++++ BRON

Twee opmerkelijke brieven van oktober 1943

Wat aangrijpend is, is als iemand deze verantwoordelijkheid voor de gevolgen werkelijk en tot in het diepst van zijn ziel voelt en verantwoordelijkheidsethisch handelt, en dan op een bepaald moment zegt: "hier sta ik, ik kan niet anders." Dat is pas echt menselijk, dat grijpt je aan.

Max Weber in Politiek als beroep,
Geciteerd door Welmoed Vlieger
in Trouw, de Verdieping 26-01-'21.



Gedurende de oorlog heeft er een correspondentie plaatsgevonden met "Bert" en wel van maart 1942 tot november 1943
Het iniatief voor deze correspondentie was uitgegaan van Bert, omdat diens waardering voor Bruning in de knel was komen te zitten, getuige zijn vraagstelling in de eerste brief:

"Zijt gij nog Katholiek? Zoo ja, waarom strijdt je dan niet tegen de S.S.-gedachte, die meer en meer als de kern van het nat.soc. te voorschijn komt, en die rechtstreeks het Christendom zelf bestrijdt?"

++++++++
++++ INHOUD DATASET

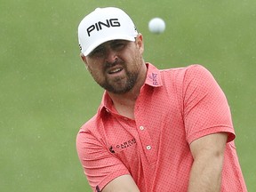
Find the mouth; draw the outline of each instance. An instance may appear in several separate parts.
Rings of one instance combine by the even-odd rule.
[[[113,74],[118,74],[123,70],[123,68],[112,68],[108,71],[108,74],[113,75]]]

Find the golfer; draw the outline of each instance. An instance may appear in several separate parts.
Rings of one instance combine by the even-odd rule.
[[[143,36],[118,8],[88,14],[78,40],[105,90],[76,138],[93,191],[247,191],[227,99],[205,68],[145,62]]]

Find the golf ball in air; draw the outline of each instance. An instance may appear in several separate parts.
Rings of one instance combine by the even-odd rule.
[[[151,33],[163,33],[165,29],[165,22],[161,18],[153,18],[148,22],[148,28]]]

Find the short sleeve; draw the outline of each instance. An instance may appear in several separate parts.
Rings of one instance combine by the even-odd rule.
[[[235,139],[231,113],[224,92],[212,75],[200,65],[188,67],[183,81],[184,124],[188,143],[212,133]]]
[[[124,164],[109,152],[100,138],[96,138],[89,131],[81,129],[78,132],[76,150],[93,191],[101,191],[115,178],[130,174]]]

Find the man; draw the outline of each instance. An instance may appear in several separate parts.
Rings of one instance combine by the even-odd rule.
[[[78,27],[81,58],[106,90],[76,148],[93,191],[246,191],[226,97],[200,65],[158,70],[118,8]]]

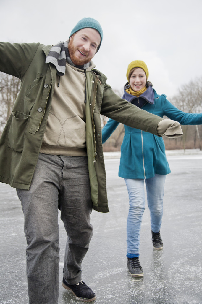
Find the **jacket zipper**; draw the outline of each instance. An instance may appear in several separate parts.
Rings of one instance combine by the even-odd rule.
[[[142,159],[143,160],[143,168],[144,170],[144,178],[146,178],[146,176],[145,175],[145,168],[144,167],[144,149],[143,147],[143,135],[142,133],[142,131],[141,131],[141,137],[142,138]]]
[[[47,103],[48,102],[48,97],[49,97],[49,95],[50,95],[50,92],[51,91],[51,87],[52,86],[52,80],[51,81],[51,84],[50,85],[50,88],[49,88],[49,90],[48,90],[48,95],[47,96],[47,98],[46,98],[46,103],[45,105],[45,107],[44,107],[44,112],[42,115],[42,117],[41,119],[41,120],[40,121],[40,122],[39,123],[39,124],[38,125],[38,129],[37,129],[37,131],[38,131],[40,127],[40,126],[41,126],[41,124],[42,122],[42,120],[44,118],[44,116],[45,115],[45,112],[46,111],[46,105],[47,105]]]
[[[95,86],[94,87],[94,99],[93,100],[93,111],[92,112],[92,121],[93,124],[93,140],[94,140],[94,142],[95,146],[95,151],[94,153],[94,159],[93,160],[94,162],[95,163],[97,160],[97,152],[96,152],[97,149],[97,145],[96,143],[96,141],[95,140],[95,124],[94,122],[94,120],[93,120],[93,115],[94,115],[94,111],[95,110],[95,103],[96,102],[96,97],[97,94],[97,91],[98,90],[98,79],[96,78],[95,79]]]

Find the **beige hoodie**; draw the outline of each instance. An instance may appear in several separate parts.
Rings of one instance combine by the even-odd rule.
[[[86,70],[95,67],[91,61]],[[86,155],[85,75],[66,63],[65,74],[57,75],[40,152],[70,156]]]

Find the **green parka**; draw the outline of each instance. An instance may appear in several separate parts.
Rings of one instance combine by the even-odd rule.
[[[0,71],[20,78],[13,111],[0,139],[0,181],[28,190],[42,143],[56,75],[45,63],[51,47],[39,43],[0,42]],[[62,77],[62,76],[61,76]],[[157,135],[162,119],[119,97],[96,70],[87,72],[86,144],[91,197],[95,210],[109,212],[100,114]]]

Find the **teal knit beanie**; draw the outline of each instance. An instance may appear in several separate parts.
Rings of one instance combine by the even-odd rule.
[[[90,17],[88,17],[87,18],[83,18],[81,20],[79,21],[78,22],[72,31],[71,32],[69,37],[70,37],[72,35],[76,32],[78,32],[81,29],[84,29],[85,27],[91,27],[92,29],[96,29],[100,35],[101,40],[100,45],[98,48],[98,50],[100,48],[100,47],[102,42],[102,40],[103,38],[103,32],[101,26],[97,20],[93,19],[93,18],[91,18]]]

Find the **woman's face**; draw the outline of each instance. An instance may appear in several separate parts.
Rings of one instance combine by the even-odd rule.
[[[144,88],[146,84],[147,78],[145,72],[141,67],[134,70],[129,79],[130,85],[134,91],[137,92]]]

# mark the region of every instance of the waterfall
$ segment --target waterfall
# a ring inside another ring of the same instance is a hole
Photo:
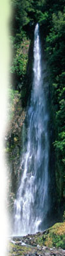
[[[23,173],[14,202],[14,232],[16,235],[44,230],[49,209],[49,114],[44,70],[44,64],[42,68],[37,24],[34,31],[32,89],[27,115],[27,150],[21,162]]]

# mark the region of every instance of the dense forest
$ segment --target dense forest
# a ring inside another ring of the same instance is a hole
[[[9,123],[6,140],[8,159],[10,212],[20,175],[19,169],[25,120],[30,97],[33,61],[34,29],[40,25],[42,46],[47,62],[49,86],[50,122],[53,127],[52,148],[55,155],[57,208],[65,210],[65,0],[11,0],[10,43],[12,57],[8,88]],[[10,184],[10,180],[11,180]],[[61,211],[62,210],[62,211]]]

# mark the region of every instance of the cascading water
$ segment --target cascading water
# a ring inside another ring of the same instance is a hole
[[[28,110],[28,137],[22,160],[23,173],[14,203],[14,234],[35,233],[45,228],[49,208],[49,139],[46,93],[42,70],[39,26],[34,31],[33,83]],[[45,67],[43,68],[43,70]]]

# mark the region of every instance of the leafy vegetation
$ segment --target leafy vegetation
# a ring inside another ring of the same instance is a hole
[[[43,235],[45,246],[65,249],[65,222],[55,224]]]
[[[17,91],[20,94],[23,107],[28,102],[32,79],[33,31],[35,23],[38,22],[49,74],[57,199],[59,206],[62,205],[64,210],[65,0],[11,0],[10,5],[13,13],[10,36],[13,52],[10,65],[11,102],[14,92]]]

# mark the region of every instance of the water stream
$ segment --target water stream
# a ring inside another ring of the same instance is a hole
[[[49,113],[38,24],[34,31],[33,74],[27,150],[21,162],[24,171],[14,203],[14,233],[16,235],[43,230],[49,209]]]

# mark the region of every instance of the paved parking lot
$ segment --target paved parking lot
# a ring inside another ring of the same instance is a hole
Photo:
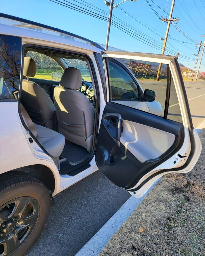
[[[205,81],[185,85],[196,128],[205,119]],[[56,197],[46,226],[27,256],[75,255],[129,197],[99,171],[87,177]]]

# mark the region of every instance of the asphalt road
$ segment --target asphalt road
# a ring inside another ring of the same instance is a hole
[[[205,81],[185,83],[196,128],[205,119]],[[156,93],[159,86],[164,85],[160,83]],[[158,99],[163,97],[162,92]],[[171,108],[171,113],[177,112],[177,105]],[[129,197],[97,171],[55,197],[46,226],[26,256],[74,255]]]
[[[155,92],[156,100],[162,103],[164,107],[166,83],[165,82],[140,81],[144,90],[150,89]],[[185,82],[186,91],[195,128],[205,119],[205,81]],[[176,94],[171,84],[170,96],[168,118],[181,122],[180,111]]]

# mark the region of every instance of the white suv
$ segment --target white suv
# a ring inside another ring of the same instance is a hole
[[[201,145],[175,57],[0,16],[0,255],[24,255],[53,197],[98,169],[138,197],[193,168]]]

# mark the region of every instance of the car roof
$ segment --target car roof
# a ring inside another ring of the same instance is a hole
[[[67,40],[68,39],[70,41],[72,40],[75,42],[77,42],[78,43],[83,43],[84,45],[83,47],[82,47],[82,45],[81,46],[81,48],[85,49],[91,50],[91,47],[89,47],[90,46],[91,46],[95,48],[95,51],[95,51],[97,52],[100,51],[100,52],[102,50],[104,50],[104,48],[101,45],[89,39],[58,28],[25,19],[22,19],[19,17],[0,13],[0,23],[6,24],[6,25],[10,26],[10,28],[11,27],[13,28],[14,27],[16,29],[16,31],[17,30],[17,31],[18,31],[18,34],[20,34],[21,33],[22,35],[21,36],[22,37],[24,37],[23,35],[25,34],[27,35],[28,35],[28,34],[29,34],[29,36],[28,37],[33,37],[33,38],[36,38],[37,35],[36,32],[38,32],[44,35],[44,39],[46,40],[47,40],[47,38],[48,39],[48,37],[48,37],[49,35],[51,36],[52,35],[56,36],[57,36],[59,37],[62,38],[61,39],[66,39]],[[30,29],[29,33],[28,32],[28,29]],[[9,29],[9,30],[13,31],[14,30],[13,29],[11,29],[11,29]],[[26,33],[25,33],[25,30],[26,30]],[[11,33],[11,31],[8,31],[8,30],[7,31],[7,32],[6,34],[12,35]],[[33,35],[33,37],[32,36],[32,35]],[[20,36],[20,35],[18,35]],[[25,37],[27,37],[25,36]],[[50,39],[50,38],[49,39]],[[59,42],[59,41],[61,42]],[[56,40],[55,40],[54,41],[56,41]],[[59,43],[61,43],[62,40],[58,40],[58,41]],[[81,45],[81,44],[80,44]]]

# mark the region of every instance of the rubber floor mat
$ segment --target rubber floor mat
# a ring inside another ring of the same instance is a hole
[[[62,155],[66,158],[66,162],[74,163],[83,159],[88,155],[84,148],[66,140]]]

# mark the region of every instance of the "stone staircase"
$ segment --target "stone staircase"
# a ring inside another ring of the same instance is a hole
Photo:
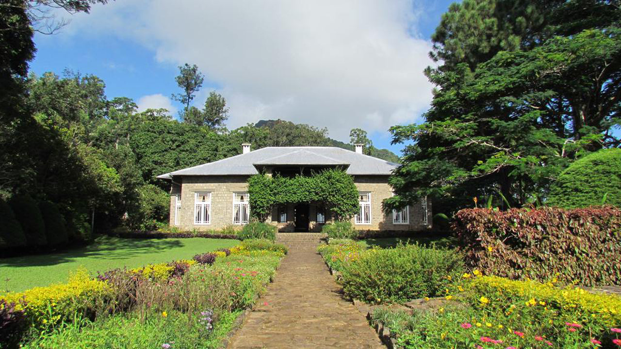
[[[315,250],[327,237],[321,233],[276,233],[276,242],[291,250]]]

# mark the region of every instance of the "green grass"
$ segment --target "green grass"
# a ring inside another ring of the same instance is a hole
[[[231,247],[236,240],[204,238],[135,239],[100,237],[88,247],[46,255],[0,258],[0,294],[67,281],[80,266],[91,273],[115,268],[191,258],[194,255]]]
[[[361,240],[358,243],[361,246],[369,248],[373,247],[386,248],[394,247],[399,243],[409,244],[418,242],[420,245],[428,246],[435,243],[438,247],[454,247],[454,242],[451,238],[443,237],[387,237],[379,238],[367,238]]]

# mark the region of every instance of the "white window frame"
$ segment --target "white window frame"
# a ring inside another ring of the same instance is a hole
[[[420,202],[420,211],[422,212],[422,217],[421,217],[422,219],[420,220],[420,224],[422,225],[428,225],[429,212],[427,211],[427,196],[423,197],[422,201]]]
[[[317,207],[317,224],[325,224],[325,209]],[[319,219],[320,216],[321,219]]]
[[[368,200],[365,201],[361,199],[361,196],[367,196]],[[360,225],[369,225],[373,222],[373,211],[371,208],[371,193],[367,191],[361,191],[358,194],[358,211],[356,214],[355,224]],[[368,214],[365,214],[365,211]],[[361,217],[360,216],[362,216]],[[368,215],[368,219],[365,219]]]
[[[287,222],[287,206],[280,206],[278,207],[278,223],[286,223]],[[284,217],[283,220],[283,217]]]
[[[240,197],[244,197],[245,200],[241,201]],[[233,193],[233,224],[237,225],[248,224],[250,219],[250,197],[247,192]],[[238,216],[236,214],[240,212]]]
[[[207,196],[207,201],[199,201],[199,196]],[[206,210],[205,208],[206,207]],[[205,219],[204,214],[207,213],[207,219]],[[194,193],[194,222],[196,225],[208,225],[211,224],[211,193],[209,191],[197,191]]]
[[[179,217],[181,213],[181,194],[175,194],[175,225],[179,225]]]
[[[410,206],[407,206],[399,211],[392,210],[393,224],[410,224]]]

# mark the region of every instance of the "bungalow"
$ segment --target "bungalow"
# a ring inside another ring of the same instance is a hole
[[[423,230],[431,227],[431,203],[422,200],[392,214],[382,201],[392,195],[388,177],[398,164],[363,155],[362,145],[351,152],[332,147],[270,147],[158,176],[170,180],[171,226],[182,230],[220,229],[242,225],[250,219],[248,179],[268,175],[309,175],[338,167],[353,176],[360,209],[352,219],[361,230]],[[321,202],[291,202],[273,208],[271,223],[281,232],[317,232],[332,219]]]

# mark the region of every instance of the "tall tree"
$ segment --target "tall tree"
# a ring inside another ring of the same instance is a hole
[[[350,131],[350,142],[352,145],[362,144],[365,147],[365,153],[370,155],[373,147],[373,142],[369,139],[366,131],[362,129],[351,129]]]
[[[433,37],[426,122],[391,128],[413,143],[385,207],[431,195],[451,211],[498,192],[523,205],[575,158],[618,147],[620,19],[603,0],[452,5]]]
[[[175,78],[177,85],[183,90],[183,93],[173,94],[173,99],[184,104],[184,111],[187,111],[190,107],[190,102],[194,99],[194,94],[201,86],[205,76],[198,70],[196,65],[190,65],[186,63],[179,66],[179,75]]]

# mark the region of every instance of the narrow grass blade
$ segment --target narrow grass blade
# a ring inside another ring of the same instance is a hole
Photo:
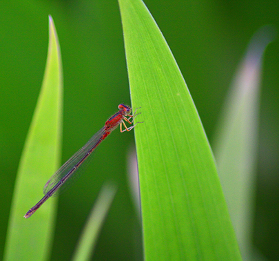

++++++++

# [OPDRACHTEN]
a. Noem alle personen die in de bron bij naam voorkomen.
b. Over welke periode liep volgens de bron de briefwisseling met Bert?
c. Schrijf een vervolg op de bron dat aansluit bij de laatste zin.

# [ANTWOORDEN]
a. Max Weber, Welmoed Vlieger, Bert, Bruning

b. Van maart 1942 tot november 1943.

c.
De correspondentie is slechts fragmentarisch bewaard gebleven. D.w.z. dat de brieven van Bert vrijwel allemaal ontbreken en dat er hoogstwaarschijnlijk meer brieven van Bruning (en Bert) zijn geweest. Van de overgebleven brieven van Bruning werpen de twee voorlaatsten een bijzonder licht op diens religieuze leven en op diens politieke overtuiging op dat moment. Zijn visie op het nationaal-socialisme wordt in deze brieven niet nader toegelicht. Daarvoor wil ik verwijzen naar mijn subjectieve bevinding: "Mijn conclusies nav Brunings publicaties tijdens de oorlog". ()
Deze twee brieven volgen hieronder.
Wat Bert geschreven heeft is slechts zeer fragmentarisch bekend, nl. uit de aanhalingen die Bruning in zijn brieven doet. Deze aanhalingen heb ik in het zwart weergegeven.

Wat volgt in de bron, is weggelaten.